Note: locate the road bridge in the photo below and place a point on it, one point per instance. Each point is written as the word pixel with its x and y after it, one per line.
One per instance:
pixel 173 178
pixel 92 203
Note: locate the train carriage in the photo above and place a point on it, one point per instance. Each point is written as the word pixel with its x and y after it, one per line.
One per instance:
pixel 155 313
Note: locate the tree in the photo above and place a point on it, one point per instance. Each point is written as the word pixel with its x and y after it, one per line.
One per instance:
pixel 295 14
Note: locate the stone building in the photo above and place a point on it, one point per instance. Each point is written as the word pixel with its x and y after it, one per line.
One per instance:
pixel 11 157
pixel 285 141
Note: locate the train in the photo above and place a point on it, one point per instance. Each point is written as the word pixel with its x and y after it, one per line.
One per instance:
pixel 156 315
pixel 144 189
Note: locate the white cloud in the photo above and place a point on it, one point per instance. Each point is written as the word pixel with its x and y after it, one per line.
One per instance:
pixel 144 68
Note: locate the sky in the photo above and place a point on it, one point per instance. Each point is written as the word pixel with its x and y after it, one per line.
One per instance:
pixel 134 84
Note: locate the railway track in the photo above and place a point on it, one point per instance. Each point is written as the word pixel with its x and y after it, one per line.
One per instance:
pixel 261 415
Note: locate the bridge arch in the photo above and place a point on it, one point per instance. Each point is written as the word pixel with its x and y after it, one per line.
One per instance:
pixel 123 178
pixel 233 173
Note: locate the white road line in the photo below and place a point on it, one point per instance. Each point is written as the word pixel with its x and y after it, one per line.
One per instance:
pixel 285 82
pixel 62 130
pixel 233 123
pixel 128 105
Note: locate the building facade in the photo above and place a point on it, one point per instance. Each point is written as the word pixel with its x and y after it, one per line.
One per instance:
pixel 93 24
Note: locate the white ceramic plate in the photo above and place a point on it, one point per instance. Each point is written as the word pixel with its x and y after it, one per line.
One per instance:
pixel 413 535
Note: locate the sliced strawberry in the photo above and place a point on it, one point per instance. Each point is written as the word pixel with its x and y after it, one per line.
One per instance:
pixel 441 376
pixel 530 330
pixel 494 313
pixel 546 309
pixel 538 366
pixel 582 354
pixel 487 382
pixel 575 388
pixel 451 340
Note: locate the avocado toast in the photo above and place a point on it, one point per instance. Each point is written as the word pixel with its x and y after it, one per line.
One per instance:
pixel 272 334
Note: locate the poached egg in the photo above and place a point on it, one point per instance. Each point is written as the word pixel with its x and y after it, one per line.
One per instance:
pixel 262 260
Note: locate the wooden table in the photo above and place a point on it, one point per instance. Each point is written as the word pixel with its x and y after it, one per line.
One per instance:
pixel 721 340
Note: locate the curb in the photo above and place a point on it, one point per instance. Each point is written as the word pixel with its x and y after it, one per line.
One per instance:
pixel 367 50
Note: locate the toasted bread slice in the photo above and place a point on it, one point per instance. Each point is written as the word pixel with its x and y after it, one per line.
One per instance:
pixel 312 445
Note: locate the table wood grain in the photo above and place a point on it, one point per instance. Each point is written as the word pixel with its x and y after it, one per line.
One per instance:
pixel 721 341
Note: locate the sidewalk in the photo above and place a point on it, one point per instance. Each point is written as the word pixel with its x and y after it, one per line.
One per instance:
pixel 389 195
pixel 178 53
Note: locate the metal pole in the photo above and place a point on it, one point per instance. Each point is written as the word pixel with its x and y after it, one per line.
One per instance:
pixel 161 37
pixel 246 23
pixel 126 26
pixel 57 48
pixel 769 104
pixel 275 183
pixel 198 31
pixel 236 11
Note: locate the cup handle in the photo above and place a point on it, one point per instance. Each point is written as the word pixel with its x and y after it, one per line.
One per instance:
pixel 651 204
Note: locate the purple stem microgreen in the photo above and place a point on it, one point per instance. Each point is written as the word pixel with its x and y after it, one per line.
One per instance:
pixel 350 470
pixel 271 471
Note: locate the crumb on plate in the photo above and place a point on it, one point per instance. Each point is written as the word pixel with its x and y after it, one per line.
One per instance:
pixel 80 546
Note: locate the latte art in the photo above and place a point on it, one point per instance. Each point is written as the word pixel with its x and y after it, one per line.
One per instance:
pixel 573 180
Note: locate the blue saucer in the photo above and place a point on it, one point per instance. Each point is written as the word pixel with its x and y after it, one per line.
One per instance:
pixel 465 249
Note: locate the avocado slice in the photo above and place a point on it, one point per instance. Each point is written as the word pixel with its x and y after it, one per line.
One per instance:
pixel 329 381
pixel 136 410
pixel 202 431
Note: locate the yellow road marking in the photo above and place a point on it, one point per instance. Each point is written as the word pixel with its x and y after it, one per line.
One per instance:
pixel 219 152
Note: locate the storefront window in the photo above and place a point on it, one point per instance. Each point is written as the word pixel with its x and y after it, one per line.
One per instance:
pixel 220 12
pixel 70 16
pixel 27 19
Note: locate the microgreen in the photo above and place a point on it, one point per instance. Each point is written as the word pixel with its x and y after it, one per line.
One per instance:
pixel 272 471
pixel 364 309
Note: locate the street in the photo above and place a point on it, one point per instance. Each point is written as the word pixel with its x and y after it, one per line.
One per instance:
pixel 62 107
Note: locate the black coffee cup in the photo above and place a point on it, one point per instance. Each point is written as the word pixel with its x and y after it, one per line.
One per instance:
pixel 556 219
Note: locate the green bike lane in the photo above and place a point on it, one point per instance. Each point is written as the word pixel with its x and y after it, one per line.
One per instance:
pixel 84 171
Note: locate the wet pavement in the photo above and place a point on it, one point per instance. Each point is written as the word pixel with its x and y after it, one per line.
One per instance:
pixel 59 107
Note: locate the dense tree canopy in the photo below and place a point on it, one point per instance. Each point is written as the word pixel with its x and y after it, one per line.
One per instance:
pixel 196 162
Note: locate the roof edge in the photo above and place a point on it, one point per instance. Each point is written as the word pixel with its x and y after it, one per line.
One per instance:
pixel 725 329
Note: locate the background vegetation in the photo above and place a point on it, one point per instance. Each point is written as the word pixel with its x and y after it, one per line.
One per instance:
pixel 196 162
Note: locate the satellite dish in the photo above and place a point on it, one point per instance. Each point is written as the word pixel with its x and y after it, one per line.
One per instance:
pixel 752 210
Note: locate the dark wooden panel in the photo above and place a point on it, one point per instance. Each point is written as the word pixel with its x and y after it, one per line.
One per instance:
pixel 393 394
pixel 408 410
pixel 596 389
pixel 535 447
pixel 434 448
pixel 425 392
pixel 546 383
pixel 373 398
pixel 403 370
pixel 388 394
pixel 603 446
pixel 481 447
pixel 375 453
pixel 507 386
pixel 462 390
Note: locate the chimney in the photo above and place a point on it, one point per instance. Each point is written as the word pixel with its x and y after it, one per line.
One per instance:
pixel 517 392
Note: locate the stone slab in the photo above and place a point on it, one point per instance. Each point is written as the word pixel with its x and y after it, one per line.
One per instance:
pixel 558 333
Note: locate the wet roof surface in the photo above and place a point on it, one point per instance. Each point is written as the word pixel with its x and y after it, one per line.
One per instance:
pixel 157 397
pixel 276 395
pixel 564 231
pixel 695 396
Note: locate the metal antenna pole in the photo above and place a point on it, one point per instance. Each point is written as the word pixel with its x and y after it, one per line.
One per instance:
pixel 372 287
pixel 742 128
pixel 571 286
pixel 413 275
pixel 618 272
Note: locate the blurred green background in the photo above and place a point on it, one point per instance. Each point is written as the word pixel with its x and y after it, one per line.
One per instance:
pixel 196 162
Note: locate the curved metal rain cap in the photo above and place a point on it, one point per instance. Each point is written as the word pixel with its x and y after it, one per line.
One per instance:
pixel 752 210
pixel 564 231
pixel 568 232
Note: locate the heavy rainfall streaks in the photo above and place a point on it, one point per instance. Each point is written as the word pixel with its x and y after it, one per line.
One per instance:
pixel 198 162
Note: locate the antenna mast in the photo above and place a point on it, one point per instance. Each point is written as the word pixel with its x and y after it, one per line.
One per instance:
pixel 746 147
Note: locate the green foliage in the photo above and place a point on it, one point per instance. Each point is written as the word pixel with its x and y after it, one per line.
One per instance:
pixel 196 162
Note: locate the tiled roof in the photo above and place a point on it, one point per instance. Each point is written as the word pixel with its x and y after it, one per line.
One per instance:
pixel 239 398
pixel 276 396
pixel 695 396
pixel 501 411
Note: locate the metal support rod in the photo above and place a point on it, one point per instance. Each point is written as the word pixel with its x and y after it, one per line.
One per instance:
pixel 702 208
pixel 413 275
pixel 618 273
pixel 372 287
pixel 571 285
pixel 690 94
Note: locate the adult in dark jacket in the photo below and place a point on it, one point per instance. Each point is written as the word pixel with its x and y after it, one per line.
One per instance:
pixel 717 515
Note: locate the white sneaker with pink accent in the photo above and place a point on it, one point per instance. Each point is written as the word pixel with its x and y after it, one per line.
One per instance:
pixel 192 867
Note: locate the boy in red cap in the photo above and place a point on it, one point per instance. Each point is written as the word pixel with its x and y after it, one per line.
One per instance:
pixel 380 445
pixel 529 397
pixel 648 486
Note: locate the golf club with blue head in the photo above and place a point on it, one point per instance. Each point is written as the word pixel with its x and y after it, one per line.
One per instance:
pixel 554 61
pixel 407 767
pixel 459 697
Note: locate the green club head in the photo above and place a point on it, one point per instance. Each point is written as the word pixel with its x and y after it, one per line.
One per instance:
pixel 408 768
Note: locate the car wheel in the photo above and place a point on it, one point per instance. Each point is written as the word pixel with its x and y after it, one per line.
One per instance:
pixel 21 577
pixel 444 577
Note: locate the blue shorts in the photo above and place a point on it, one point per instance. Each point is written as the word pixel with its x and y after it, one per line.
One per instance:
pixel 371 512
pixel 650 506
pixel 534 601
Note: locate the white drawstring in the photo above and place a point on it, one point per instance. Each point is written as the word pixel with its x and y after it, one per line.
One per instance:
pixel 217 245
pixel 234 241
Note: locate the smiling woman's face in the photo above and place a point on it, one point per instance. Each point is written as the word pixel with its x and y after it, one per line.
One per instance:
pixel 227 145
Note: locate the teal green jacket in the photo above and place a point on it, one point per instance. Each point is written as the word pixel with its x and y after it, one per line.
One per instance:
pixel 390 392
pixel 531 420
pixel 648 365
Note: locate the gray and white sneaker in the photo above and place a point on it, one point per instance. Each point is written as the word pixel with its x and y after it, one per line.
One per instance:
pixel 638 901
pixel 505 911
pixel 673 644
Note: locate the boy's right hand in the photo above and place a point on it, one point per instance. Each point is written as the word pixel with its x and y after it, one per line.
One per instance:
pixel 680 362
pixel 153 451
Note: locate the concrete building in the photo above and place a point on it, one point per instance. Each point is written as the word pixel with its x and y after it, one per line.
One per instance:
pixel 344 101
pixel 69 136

━━━

→ **TASK**: Begin at the line that contains "Note: locate the latte" and stop after the line that contains "pixel 573 180". Reproduce only those lines, requests included and unchanged, but multiply every pixel coordinate in the answers by 0.75 and round each result to a whole number, rounding halves up.

→ **EXPECTED OUTPUT**:
Note: locate the latte art in the photo above and place a point on it, one point per instance. Each point is written as the word pixel with its x and y after it, one per line.
One per instance:
pixel 430 135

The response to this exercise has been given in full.